*GOAL:* Count the lines in the records below that contain the string "building", and give only that number.

*SOURCE MATERIAL:*
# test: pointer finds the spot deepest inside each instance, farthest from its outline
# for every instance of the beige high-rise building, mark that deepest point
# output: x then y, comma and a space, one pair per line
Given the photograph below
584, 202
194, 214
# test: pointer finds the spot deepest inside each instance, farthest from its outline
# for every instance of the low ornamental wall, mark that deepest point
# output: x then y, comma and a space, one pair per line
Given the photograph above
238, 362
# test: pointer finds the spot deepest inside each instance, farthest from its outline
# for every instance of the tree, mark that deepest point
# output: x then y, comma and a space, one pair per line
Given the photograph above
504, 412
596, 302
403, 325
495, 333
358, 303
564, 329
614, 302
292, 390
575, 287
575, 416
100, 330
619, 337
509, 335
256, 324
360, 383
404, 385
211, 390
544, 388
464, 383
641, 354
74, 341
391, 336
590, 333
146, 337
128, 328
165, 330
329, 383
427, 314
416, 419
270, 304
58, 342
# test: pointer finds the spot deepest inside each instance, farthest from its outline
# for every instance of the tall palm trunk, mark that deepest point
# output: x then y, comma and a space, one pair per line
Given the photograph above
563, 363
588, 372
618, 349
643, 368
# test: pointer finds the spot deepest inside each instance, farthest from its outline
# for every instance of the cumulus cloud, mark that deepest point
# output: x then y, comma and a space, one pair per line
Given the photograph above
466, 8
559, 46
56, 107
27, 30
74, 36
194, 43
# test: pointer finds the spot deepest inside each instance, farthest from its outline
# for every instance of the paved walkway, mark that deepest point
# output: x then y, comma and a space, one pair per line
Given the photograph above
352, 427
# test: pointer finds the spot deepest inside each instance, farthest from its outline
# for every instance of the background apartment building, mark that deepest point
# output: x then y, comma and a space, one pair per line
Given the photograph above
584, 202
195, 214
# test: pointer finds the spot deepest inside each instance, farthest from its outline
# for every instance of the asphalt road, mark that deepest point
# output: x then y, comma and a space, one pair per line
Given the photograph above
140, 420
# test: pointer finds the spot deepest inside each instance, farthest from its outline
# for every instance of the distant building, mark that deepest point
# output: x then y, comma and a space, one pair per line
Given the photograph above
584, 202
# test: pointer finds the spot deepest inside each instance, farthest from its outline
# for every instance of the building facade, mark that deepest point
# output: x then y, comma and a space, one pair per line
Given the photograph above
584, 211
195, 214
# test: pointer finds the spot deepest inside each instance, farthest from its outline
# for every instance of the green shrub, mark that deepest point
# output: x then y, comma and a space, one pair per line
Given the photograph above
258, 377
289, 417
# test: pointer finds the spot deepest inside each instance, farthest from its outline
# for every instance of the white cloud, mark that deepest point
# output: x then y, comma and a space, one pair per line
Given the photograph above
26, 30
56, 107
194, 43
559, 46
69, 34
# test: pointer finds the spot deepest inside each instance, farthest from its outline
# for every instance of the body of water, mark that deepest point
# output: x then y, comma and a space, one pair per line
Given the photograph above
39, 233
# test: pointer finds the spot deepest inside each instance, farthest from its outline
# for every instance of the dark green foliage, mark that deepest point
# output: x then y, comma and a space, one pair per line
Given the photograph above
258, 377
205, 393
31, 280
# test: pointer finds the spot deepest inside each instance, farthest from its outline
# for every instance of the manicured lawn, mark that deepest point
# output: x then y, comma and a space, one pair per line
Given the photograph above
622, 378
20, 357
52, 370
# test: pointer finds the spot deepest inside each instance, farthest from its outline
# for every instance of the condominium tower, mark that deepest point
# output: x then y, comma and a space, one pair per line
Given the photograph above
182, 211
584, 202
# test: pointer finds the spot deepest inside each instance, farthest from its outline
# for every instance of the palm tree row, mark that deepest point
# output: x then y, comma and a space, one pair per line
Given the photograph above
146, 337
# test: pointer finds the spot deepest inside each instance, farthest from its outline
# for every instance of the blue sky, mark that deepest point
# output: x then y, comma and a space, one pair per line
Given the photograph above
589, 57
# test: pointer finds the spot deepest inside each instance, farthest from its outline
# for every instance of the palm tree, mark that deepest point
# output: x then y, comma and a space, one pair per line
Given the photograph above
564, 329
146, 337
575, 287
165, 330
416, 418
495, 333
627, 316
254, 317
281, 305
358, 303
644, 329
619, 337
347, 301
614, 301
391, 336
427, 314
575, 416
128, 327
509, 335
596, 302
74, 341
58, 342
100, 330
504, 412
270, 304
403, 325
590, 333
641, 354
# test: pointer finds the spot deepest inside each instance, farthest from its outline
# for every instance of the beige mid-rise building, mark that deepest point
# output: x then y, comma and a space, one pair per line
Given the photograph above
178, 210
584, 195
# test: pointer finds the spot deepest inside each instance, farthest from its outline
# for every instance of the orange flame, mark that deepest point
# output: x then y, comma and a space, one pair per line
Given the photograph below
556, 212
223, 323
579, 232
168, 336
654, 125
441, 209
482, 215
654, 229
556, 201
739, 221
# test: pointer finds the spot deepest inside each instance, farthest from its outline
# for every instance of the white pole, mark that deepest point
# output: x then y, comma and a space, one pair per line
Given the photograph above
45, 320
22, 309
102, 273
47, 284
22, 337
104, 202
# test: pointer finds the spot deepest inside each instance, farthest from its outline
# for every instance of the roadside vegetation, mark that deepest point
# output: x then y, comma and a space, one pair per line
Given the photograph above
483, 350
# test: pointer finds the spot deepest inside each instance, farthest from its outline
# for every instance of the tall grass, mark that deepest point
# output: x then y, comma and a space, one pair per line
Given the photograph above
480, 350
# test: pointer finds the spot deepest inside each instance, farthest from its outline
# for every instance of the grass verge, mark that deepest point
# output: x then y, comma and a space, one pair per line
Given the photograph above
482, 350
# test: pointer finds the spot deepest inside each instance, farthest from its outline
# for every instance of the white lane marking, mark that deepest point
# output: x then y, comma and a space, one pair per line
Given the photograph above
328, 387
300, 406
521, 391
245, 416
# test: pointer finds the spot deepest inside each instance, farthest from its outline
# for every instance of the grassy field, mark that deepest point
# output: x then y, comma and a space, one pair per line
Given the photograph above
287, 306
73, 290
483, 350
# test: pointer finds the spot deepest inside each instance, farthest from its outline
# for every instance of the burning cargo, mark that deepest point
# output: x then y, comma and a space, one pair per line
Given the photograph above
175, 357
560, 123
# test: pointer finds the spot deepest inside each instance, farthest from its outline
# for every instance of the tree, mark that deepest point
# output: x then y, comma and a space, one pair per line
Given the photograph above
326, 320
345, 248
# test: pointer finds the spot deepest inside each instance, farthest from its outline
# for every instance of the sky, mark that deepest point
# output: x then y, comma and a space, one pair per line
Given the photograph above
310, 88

*EXERCISE RESULT:* 5